• **GIVEN EXERCISE**
Reproduce the following data word for word.

Records from a point labeling set:

»»

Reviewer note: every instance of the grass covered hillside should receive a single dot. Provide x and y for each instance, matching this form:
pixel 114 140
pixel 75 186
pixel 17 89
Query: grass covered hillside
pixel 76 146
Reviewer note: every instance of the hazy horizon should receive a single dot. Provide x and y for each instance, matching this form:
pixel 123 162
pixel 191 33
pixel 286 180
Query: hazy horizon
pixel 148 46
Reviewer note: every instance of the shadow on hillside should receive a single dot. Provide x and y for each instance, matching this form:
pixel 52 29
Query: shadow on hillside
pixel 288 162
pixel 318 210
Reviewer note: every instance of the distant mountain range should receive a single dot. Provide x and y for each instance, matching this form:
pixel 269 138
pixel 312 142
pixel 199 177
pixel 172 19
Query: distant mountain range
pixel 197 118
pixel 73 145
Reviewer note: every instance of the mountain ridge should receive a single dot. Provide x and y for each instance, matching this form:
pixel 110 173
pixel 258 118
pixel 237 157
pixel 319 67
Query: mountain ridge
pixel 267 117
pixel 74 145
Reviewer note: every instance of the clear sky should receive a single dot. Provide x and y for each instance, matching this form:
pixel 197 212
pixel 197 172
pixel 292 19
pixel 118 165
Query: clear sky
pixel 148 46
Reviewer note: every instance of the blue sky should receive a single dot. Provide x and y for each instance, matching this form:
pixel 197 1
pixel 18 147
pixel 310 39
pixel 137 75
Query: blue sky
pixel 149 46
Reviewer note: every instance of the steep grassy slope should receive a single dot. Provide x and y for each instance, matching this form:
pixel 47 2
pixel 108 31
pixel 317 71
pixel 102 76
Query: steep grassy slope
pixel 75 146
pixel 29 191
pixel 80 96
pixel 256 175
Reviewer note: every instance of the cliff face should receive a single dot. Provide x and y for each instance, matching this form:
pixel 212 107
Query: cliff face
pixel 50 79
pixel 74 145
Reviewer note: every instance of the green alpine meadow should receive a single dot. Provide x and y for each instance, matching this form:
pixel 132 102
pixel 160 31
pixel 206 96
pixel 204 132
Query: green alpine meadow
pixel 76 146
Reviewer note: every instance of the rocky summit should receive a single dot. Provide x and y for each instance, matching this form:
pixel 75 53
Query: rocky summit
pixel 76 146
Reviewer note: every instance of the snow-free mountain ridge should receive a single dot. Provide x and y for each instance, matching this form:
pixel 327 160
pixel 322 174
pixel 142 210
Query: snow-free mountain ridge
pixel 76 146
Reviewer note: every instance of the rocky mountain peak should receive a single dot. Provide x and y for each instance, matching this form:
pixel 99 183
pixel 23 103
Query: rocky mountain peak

««

• **ANSWER FOR THE TASK**
Reviewer note: every instance of the grass covered hillside should receive a single dot. Provide x and y for each instance, matching this form:
pixel 114 140
pixel 75 186
pixel 17 89
Query: grass covered hillside
pixel 76 146
Reviewer note: every instance of the hazy horizon should receive a single dot. Provide x and y for each instance, matching this form:
pixel 123 162
pixel 191 33
pixel 286 180
Query: hazy horizon
pixel 148 46
Reviewer note: every instance of the shadow on hillside should receive a single dot. Provide x and y for each instance, matching this form:
pixel 52 29
Query: shadow on hillside
pixel 288 162
pixel 318 210
Reviewer note: every instance of the distant mountain range should receive a single dot. Provide x and y for each instance, matching this form:
pixel 269 138
pixel 312 142
pixel 199 177
pixel 172 19
Query: distant mountain range
pixel 197 118
pixel 73 145
Reviewer note: every instance of the mountain ridge should receive a single dot. Provide x and y for each instance, matching this form:
pixel 110 173
pixel 258 118
pixel 237 157
pixel 319 67
Query: mountain ridge
pixel 267 117
pixel 74 145
Reviewer note: every instance of the clear sky should receive a single dot. Provide x and y for each instance, matching this form:
pixel 197 212
pixel 197 172
pixel 292 19
pixel 118 165
Query: clear sky
pixel 148 46
Reviewer note: every instance of the blue sky should receive a single dot. Provide x and y for each instance, matching this form:
pixel 197 1
pixel 18 147
pixel 310 39
pixel 137 75
Query: blue sky
pixel 149 46
Reviewer note: every instance of the steep grassy slope should receive a single dot. Provide x and y for each instance, matching this form:
pixel 47 2
pixel 108 31
pixel 317 71
pixel 102 76
Query: steep grassy slope
pixel 75 146
pixel 29 191
pixel 80 96
pixel 256 175
Reviewer note: every instance of the cliff face should receive a single dot. Provide x and y for each instance, matching this form:
pixel 212 107
Query: cliff face
pixel 50 79
pixel 74 145
Reviewer note: every instance of the green alpine meadow should receive a single dot. Provide x and y for each instance, matching this form:
pixel 132 102
pixel 160 31
pixel 206 96
pixel 204 132
Query: green alpine meadow
pixel 76 146
Reviewer note: every instance of the rocky summit should receive a single dot. Provide x and y for each instance, matching this form:
pixel 75 53
Query: rocky summit
pixel 76 146
Reviewer note: every instance of the snow-free mountain ridge should receive a single dot. Provide x and y for each instance, matching this form:
pixel 327 160
pixel 322 174
pixel 142 210
Query: snow-free mountain ridge
pixel 76 146
Reviewer note: every instance of the rocky mountain peak should receive a single dot. Provide x and y for each instance, matching this form:
pixel 99 183
pixel 23 103
Query: rocky mountain peak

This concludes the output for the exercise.